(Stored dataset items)
*** Block opens ***

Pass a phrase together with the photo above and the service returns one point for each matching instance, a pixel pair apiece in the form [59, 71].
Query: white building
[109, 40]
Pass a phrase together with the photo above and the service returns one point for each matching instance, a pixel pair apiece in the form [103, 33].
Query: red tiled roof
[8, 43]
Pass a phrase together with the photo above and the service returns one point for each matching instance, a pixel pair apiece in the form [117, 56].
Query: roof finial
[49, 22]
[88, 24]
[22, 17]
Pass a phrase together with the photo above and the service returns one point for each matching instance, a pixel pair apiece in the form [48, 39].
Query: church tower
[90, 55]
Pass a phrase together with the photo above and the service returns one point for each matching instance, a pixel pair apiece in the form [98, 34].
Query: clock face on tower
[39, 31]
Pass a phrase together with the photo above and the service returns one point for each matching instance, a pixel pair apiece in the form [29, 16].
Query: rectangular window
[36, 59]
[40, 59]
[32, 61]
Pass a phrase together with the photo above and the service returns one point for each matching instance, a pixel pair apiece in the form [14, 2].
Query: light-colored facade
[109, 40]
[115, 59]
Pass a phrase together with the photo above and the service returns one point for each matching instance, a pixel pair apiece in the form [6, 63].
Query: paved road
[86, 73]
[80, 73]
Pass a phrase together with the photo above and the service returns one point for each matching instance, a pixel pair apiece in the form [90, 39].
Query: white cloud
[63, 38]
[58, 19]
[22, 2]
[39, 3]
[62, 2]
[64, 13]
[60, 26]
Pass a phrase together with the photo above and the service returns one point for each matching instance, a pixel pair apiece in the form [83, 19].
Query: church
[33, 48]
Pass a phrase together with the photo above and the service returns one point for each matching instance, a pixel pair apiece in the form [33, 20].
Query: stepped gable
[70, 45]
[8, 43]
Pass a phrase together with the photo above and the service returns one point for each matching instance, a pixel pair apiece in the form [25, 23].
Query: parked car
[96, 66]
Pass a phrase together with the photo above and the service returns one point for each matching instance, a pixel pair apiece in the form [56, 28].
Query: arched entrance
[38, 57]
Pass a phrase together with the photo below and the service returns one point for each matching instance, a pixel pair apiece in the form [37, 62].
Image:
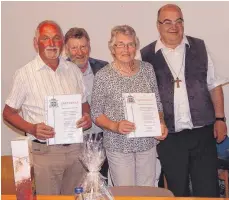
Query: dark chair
[223, 167]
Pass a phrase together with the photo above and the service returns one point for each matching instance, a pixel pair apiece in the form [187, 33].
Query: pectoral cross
[177, 81]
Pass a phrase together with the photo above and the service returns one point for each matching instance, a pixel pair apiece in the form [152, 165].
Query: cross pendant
[177, 81]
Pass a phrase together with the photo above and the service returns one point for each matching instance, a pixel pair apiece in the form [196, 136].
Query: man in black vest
[193, 106]
[77, 47]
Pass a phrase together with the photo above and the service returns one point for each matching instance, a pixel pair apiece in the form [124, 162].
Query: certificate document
[141, 109]
[62, 112]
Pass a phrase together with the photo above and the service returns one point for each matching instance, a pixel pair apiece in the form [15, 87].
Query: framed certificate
[62, 112]
[141, 109]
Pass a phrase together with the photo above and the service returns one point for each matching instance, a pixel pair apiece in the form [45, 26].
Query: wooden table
[13, 197]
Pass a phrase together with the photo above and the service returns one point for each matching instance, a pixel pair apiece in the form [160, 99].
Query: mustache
[51, 48]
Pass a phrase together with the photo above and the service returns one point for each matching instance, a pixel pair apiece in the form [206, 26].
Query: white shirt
[175, 59]
[36, 80]
[88, 78]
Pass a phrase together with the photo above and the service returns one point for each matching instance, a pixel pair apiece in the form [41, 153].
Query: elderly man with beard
[57, 168]
[77, 47]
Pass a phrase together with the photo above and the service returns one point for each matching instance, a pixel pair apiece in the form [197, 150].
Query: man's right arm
[40, 130]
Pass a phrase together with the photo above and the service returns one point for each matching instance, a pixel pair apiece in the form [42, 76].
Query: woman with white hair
[131, 160]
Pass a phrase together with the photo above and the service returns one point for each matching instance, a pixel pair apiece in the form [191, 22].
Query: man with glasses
[56, 166]
[77, 48]
[193, 104]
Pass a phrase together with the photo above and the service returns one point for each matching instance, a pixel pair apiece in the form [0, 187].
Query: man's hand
[125, 127]
[164, 132]
[220, 131]
[42, 131]
[85, 122]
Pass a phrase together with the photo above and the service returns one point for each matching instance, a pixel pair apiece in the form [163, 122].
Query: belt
[37, 141]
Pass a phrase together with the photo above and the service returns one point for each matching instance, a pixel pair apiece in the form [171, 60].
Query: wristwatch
[220, 119]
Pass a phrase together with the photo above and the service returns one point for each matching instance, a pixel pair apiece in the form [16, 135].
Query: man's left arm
[215, 87]
[85, 122]
[220, 127]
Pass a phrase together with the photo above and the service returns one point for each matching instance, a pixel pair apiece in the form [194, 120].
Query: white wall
[206, 20]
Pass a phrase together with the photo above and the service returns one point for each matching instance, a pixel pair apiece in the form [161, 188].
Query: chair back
[7, 178]
[147, 191]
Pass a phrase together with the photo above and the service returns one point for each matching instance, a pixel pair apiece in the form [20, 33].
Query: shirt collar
[88, 70]
[42, 65]
[159, 45]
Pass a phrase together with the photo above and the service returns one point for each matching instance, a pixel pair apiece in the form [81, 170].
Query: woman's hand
[125, 127]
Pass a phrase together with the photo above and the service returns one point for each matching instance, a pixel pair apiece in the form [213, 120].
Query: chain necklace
[132, 68]
[177, 80]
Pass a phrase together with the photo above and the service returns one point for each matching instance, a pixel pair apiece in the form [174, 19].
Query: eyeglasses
[170, 23]
[121, 45]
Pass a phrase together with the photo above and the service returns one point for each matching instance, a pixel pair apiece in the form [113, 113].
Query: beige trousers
[132, 169]
[57, 168]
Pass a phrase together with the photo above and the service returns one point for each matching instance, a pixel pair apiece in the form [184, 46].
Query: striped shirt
[36, 80]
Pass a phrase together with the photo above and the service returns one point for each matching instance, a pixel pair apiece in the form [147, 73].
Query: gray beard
[78, 64]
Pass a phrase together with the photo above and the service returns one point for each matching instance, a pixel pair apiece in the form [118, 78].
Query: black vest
[196, 65]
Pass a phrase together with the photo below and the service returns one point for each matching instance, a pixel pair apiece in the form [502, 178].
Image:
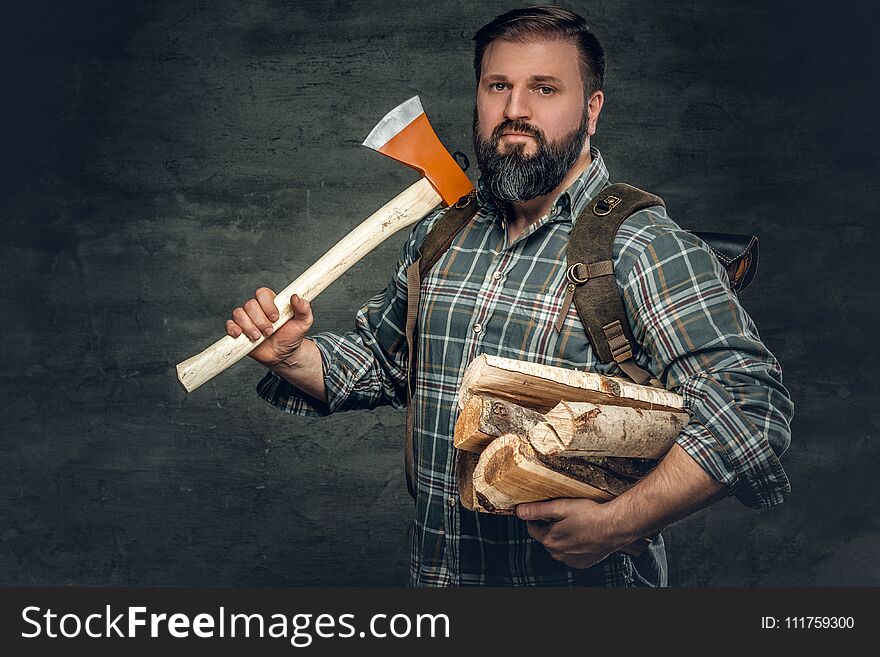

*** Block closes ***

-- TASK INSTRUCTIONS --
Identify every line above with the string "below" in it. Copy those lines.

-- TASK ANSWER --
Pass a phrase together with the photo below and the service returns one point for each matching instance, a pixel pair apiece in the form [37, 62].
Pass a phrase together with the photo below and the service returns one point for each matching instance, a pixel pair apiece in the form [502, 178].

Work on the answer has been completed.